- _Activity_: Exercise in exact copying. Transcribe every entry that follows, word for word.

Source data
------------------------------
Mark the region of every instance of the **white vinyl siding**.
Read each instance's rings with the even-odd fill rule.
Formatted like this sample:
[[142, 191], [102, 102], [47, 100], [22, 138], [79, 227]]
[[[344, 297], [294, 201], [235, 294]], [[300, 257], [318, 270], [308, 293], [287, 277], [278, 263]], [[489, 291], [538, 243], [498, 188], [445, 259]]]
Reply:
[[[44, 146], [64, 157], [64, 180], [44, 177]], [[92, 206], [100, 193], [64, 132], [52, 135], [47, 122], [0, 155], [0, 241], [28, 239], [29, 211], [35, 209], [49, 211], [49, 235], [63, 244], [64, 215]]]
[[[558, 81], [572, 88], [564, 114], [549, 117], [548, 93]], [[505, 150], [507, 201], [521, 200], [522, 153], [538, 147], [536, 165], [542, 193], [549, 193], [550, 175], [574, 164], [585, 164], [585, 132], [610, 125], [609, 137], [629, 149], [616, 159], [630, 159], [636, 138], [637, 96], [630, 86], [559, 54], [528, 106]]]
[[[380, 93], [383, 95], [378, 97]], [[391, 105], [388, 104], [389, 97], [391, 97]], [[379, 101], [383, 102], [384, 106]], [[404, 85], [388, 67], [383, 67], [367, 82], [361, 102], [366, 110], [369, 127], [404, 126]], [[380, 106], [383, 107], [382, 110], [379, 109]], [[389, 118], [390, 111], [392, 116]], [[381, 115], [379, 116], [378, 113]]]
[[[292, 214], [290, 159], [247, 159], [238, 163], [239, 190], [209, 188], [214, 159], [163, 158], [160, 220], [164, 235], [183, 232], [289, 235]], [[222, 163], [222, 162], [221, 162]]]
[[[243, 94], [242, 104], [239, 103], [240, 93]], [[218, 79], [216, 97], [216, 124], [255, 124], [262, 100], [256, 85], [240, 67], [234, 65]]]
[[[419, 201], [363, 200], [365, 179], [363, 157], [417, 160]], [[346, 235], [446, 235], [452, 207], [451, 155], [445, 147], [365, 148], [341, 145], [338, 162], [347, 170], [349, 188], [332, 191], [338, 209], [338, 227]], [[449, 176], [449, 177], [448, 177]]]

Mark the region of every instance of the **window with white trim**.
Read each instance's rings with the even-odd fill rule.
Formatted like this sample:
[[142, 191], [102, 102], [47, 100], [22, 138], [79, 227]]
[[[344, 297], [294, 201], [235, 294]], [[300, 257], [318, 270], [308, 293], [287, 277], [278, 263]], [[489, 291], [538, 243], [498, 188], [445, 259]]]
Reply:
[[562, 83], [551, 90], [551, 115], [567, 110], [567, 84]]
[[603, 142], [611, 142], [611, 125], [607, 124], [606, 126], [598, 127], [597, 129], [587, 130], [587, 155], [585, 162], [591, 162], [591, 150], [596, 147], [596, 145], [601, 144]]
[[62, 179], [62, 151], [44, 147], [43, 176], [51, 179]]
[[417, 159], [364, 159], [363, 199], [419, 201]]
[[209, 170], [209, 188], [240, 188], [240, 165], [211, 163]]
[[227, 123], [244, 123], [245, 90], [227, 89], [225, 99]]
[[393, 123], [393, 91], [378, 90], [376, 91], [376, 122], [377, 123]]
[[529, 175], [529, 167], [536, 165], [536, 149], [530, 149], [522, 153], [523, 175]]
------------------------------
- _Answer space_:
Mark the region of every instance of the **white vinyl siding**.
Read each instance's rings with the even-odd fill rule.
Formatted like this sample:
[[142, 191], [102, 102], [47, 100], [22, 138], [79, 227]]
[[[344, 297], [294, 201], [235, 294]], [[300, 257], [318, 270], [308, 293], [287, 277], [278, 263]], [[489, 291], [538, 243], [498, 188], [445, 259]]]
Reply:
[[[44, 146], [64, 157], [64, 180], [44, 177]], [[92, 206], [100, 193], [64, 132], [52, 135], [47, 122], [0, 155], [0, 241], [28, 239], [29, 211], [35, 209], [49, 211], [49, 235], [63, 244], [64, 215]]]
[[[558, 81], [572, 88], [564, 114], [549, 117], [548, 93]], [[505, 150], [507, 201], [521, 200], [522, 153], [538, 147], [536, 165], [542, 193], [549, 193], [550, 175], [574, 164], [585, 164], [585, 132], [610, 125], [609, 137], [629, 149], [616, 159], [630, 159], [636, 138], [637, 96], [630, 86], [559, 54], [528, 106]]]
[[[380, 93], [383, 95], [378, 97]], [[391, 105], [388, 104], [389, 97], [391, 97]], [[379, 101], [383, 102], [384, 106]], [[404, 85], [388, 67], [383, 67], [367, 82], [361, 102], [366, 110], [369, 127], [404, 126]], [[380, 106], [383, 107], [382, 110], [379, 109]], [[389, 118], [390, 111], [392, 116]], [[381, 115], [379, 116], [378, 113]]]
[[[292, 214], [290, 159], [247, 159], [238, 163], [239, 190], [209, 188], [214, 159], [163, 158], [160, 220], [164, 235], [183, 232], [289, 235]], [[222, 163], [222, 162], [221, 162]]]
[[[243, 94], [242, 104], [239, 103], [240, 93]], [[218, 79], [216, 97], [216, 124], [255, 124], [262, 100], [256, 85], [240, 67], [234, 65]]]
[[[419, 201], [363, 200], [365, 179], [363, 157], [417, 160]], [[346, 235], [446, 235], [452, 207], [451, 155], [445, 147], [365, 148], [341, 145], [338, 162], [347, 170], [349, 188], [332, 191], [338, 209], [338, 227]], [[449, 176], [449, 177], [448, 177]]]

Mark the region of every instance of the **window with white trim**.
Read each instance's rings with the even-odd fill rule.
Formatted like this sample:
[[142, 191], [102, 102], [47, 100], [22, 138], [79, 227]]
[[[344, 297], [294, 201], [235, 294]], [[300, 257], [318, 270], [308, 293], [287, 277], [278, 263]], [[489, 291], [538, 243], [498, 188], [445, 259]]]
Reply:
[[562, 83], [551, 90], [551, 115], [567, 110], [567, 84]]
[[603, 142], [611, 142], [611, 125], [607, 124], [606, 126], [598, 127], [597, 129], [587, 130], [587, 155], [585, 162], [591, 162], [591, 150], [596, 147], [596, 145], [601, 144]]
[[62, 179], [62, 151], [44, 147], [43, 176], [51, 179]]
[[417, 159], [364, 159], [363, 199], [419, 201]]
[[209, 170], [209, 188], [240, 188], [240, 165], [211, 163]]
[[227, 123], [244, 123], [245, 90], [227, 89], [225, 99]]
[[393, 123], [393, 91], [378, 90], [376, 91], [376, 122], [377, 123]]
[[529, 175], [529, 167], [536, 165], [536, 149], [530, 149], [522, 153], [523, 175]]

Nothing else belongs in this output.